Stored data
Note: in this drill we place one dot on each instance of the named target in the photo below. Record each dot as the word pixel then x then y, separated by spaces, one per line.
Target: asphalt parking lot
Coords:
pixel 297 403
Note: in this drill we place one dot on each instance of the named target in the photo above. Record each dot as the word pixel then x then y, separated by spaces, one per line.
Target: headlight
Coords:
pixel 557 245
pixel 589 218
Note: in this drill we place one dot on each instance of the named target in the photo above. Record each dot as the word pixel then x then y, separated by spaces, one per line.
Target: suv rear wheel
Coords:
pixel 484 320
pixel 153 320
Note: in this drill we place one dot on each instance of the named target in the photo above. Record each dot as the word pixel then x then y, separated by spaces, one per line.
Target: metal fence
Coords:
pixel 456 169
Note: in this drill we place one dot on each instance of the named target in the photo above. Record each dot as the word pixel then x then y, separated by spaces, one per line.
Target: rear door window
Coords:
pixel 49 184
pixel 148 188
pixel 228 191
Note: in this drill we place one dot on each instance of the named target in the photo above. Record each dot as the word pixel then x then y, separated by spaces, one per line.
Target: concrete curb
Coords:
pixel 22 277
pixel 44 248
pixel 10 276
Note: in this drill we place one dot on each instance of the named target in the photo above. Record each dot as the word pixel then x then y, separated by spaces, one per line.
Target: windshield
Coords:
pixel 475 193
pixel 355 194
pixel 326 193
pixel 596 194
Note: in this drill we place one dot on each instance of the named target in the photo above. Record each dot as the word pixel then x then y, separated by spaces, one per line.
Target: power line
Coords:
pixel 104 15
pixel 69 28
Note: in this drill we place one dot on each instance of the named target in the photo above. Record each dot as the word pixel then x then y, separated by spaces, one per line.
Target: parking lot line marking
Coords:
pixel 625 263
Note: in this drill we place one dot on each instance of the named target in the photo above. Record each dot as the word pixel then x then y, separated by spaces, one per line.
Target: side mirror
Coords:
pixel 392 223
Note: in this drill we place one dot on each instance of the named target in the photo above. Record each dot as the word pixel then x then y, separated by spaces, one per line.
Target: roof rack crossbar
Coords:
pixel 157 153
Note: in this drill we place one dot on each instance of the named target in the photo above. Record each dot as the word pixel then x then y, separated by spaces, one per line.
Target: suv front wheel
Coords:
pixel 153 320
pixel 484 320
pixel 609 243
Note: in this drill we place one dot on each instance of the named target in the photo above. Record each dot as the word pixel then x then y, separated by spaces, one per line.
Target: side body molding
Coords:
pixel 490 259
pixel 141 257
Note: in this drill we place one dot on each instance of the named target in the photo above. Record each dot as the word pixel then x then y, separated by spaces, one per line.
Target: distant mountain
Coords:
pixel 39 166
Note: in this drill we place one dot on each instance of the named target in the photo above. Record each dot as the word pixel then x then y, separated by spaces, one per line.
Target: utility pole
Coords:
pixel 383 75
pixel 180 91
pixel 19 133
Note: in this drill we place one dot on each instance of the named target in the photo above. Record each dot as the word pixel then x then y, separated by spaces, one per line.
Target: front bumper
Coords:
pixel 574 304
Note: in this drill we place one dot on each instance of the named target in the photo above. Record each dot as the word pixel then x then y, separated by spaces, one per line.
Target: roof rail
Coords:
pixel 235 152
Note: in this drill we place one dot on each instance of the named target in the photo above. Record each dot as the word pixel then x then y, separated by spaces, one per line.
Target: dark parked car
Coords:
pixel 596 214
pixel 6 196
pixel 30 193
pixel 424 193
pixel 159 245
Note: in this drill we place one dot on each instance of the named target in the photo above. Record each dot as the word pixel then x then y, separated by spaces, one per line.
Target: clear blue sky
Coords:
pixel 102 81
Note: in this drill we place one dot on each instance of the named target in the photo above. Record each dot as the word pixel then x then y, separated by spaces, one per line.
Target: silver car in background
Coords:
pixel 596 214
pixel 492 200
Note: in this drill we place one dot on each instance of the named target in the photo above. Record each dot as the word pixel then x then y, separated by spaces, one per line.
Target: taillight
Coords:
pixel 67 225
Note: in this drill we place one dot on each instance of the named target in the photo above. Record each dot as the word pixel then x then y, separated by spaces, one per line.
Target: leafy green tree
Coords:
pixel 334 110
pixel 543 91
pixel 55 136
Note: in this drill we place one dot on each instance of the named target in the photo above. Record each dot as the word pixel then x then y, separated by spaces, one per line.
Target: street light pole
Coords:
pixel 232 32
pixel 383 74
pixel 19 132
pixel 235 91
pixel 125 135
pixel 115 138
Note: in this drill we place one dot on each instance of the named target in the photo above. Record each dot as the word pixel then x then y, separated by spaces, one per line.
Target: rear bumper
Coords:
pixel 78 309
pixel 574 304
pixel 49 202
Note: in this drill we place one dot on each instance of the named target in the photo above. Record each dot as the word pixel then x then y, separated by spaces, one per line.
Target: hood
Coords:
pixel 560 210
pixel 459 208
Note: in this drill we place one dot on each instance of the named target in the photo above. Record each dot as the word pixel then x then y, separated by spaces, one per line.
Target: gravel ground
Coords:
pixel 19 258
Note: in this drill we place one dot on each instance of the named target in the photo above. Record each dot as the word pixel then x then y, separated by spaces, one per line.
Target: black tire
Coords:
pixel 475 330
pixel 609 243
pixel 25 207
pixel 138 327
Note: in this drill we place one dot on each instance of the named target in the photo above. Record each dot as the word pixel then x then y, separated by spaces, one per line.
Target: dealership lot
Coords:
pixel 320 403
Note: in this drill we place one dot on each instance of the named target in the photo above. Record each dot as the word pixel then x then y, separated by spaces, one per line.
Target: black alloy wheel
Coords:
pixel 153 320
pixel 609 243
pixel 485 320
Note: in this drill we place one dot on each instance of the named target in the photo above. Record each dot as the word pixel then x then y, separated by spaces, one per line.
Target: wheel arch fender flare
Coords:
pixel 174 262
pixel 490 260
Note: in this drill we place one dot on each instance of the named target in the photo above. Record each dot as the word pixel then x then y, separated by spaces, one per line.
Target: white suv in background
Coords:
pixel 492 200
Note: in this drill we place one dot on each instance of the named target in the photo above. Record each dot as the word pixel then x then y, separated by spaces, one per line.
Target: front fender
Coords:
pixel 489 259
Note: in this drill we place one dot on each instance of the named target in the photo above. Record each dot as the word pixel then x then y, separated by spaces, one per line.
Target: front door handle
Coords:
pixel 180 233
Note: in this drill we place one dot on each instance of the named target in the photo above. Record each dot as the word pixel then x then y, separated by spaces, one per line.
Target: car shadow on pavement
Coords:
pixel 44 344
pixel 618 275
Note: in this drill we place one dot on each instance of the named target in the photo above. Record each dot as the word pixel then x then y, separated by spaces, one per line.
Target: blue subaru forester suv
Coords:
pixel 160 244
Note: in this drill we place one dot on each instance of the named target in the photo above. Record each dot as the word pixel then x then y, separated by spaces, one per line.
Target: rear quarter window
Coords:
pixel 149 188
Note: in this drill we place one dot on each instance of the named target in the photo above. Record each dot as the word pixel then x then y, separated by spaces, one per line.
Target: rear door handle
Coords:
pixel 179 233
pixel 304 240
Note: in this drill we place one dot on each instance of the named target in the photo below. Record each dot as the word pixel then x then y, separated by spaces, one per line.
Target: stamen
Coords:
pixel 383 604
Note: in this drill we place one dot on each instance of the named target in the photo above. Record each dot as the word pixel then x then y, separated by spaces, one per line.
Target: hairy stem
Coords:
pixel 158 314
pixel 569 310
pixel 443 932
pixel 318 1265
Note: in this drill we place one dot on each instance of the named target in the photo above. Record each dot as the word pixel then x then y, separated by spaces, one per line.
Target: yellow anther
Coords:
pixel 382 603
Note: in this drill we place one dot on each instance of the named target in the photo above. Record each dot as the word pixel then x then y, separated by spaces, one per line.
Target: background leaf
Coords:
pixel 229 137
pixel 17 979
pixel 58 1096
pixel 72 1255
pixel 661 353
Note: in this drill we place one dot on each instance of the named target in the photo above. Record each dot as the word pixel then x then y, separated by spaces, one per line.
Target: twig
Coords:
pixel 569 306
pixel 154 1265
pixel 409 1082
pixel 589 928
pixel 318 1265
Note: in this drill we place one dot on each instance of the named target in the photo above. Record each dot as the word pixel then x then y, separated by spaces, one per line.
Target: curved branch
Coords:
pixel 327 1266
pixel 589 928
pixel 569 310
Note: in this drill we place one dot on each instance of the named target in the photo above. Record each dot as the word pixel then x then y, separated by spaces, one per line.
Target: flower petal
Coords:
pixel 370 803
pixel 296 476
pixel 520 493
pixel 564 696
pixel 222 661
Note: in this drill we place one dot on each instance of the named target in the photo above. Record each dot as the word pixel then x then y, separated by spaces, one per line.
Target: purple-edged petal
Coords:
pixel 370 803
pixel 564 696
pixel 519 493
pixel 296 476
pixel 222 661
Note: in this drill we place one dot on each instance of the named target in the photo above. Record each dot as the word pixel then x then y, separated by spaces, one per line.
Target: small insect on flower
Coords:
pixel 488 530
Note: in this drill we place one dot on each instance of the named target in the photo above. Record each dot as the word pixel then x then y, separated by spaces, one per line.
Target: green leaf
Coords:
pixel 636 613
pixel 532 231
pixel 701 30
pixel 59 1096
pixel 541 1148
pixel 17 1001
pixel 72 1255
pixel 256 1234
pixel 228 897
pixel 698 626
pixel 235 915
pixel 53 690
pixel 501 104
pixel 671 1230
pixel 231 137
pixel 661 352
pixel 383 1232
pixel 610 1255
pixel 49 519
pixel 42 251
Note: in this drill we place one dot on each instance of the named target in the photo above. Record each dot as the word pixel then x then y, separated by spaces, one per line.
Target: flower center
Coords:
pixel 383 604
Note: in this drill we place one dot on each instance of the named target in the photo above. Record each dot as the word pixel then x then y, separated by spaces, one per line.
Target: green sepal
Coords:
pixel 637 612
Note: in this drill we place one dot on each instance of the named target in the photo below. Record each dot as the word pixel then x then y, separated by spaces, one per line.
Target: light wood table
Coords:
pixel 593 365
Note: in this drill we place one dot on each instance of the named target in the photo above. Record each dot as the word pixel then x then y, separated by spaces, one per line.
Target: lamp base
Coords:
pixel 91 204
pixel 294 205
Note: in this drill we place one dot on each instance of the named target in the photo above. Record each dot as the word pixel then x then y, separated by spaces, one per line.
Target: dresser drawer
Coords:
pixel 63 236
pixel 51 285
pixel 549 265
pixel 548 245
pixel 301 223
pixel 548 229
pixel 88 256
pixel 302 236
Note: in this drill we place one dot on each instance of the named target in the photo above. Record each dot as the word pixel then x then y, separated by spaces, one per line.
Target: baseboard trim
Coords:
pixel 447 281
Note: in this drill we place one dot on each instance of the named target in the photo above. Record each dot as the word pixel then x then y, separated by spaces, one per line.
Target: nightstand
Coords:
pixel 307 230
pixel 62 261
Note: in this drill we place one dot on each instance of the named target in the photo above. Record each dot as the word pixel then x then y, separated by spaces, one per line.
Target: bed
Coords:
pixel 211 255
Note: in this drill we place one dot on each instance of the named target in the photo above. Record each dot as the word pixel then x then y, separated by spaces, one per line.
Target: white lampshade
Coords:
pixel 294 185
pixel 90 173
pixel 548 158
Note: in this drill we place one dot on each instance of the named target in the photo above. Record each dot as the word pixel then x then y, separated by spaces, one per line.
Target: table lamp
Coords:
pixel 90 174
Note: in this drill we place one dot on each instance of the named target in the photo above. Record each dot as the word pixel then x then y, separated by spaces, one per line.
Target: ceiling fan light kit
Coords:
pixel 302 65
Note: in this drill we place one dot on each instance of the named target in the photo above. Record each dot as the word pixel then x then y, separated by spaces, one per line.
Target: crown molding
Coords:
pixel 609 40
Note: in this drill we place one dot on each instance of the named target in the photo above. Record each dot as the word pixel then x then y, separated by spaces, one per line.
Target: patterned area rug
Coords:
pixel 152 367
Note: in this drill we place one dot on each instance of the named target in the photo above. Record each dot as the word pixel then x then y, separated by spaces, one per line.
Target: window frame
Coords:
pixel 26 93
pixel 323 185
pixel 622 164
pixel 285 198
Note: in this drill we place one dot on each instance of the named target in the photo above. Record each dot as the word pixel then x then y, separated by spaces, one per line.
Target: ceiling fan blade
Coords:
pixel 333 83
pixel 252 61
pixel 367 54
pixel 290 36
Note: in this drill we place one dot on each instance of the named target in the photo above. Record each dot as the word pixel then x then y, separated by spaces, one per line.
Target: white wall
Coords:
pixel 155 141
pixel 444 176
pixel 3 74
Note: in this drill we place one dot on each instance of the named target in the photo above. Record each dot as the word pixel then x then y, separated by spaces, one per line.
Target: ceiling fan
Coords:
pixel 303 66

-- Written exercise --
Count the lines in the rows above that contain the string "white", and reply with only that number.

-- Exercise answer --
3